Count the lines in the material below that contain the string "dark". Report only the number.

▶ _MATERIAL_
################

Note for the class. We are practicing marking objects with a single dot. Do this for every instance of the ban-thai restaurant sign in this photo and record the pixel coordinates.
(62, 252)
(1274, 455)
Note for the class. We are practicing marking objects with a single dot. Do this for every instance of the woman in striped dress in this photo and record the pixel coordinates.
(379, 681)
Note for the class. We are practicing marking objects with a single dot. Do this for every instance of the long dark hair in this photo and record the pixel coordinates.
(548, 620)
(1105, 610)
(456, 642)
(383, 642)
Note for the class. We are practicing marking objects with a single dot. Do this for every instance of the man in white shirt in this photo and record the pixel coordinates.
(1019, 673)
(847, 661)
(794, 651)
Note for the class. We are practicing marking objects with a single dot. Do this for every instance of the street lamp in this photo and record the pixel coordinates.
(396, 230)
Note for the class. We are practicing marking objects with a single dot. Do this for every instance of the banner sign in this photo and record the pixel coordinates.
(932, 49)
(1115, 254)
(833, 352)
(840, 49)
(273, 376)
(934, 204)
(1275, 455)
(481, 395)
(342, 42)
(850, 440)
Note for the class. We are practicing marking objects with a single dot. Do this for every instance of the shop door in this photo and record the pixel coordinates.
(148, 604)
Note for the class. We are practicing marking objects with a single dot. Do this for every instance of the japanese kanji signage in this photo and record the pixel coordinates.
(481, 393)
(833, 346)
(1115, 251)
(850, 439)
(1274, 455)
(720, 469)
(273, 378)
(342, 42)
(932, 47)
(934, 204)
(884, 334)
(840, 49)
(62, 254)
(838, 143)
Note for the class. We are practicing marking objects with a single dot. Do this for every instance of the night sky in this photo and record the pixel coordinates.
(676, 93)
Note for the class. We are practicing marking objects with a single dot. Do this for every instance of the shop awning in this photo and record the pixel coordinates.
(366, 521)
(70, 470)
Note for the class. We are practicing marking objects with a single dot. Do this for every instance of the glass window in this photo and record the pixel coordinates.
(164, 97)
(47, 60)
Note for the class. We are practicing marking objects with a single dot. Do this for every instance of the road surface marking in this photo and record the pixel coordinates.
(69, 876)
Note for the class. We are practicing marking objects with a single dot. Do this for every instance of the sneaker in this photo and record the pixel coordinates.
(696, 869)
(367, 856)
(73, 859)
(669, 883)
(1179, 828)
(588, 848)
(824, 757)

################

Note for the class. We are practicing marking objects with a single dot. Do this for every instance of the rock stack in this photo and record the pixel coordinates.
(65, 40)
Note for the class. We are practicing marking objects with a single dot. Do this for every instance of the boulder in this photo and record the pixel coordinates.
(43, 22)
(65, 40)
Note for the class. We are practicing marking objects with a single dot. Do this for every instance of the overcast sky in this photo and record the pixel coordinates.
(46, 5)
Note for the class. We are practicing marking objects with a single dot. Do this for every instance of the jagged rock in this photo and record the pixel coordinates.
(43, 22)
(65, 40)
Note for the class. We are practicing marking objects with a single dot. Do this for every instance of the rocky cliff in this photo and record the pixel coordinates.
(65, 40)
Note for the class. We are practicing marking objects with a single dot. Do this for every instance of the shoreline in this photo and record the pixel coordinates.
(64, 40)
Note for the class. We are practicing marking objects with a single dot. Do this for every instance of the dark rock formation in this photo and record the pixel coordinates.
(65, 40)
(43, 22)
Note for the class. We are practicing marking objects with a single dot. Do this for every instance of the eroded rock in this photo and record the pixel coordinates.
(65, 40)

################

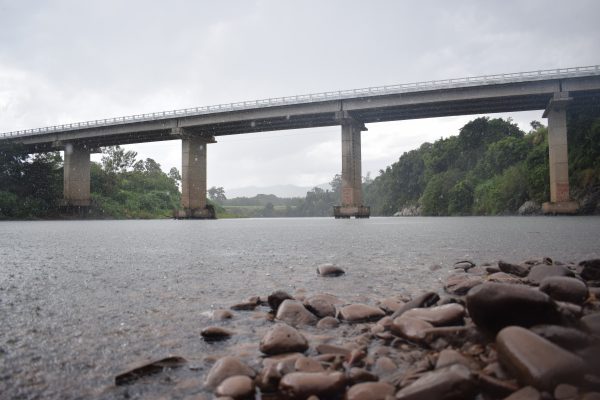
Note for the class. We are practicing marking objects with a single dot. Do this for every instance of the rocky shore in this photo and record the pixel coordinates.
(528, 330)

################

▶ _PROBLEM SOLUTION_
2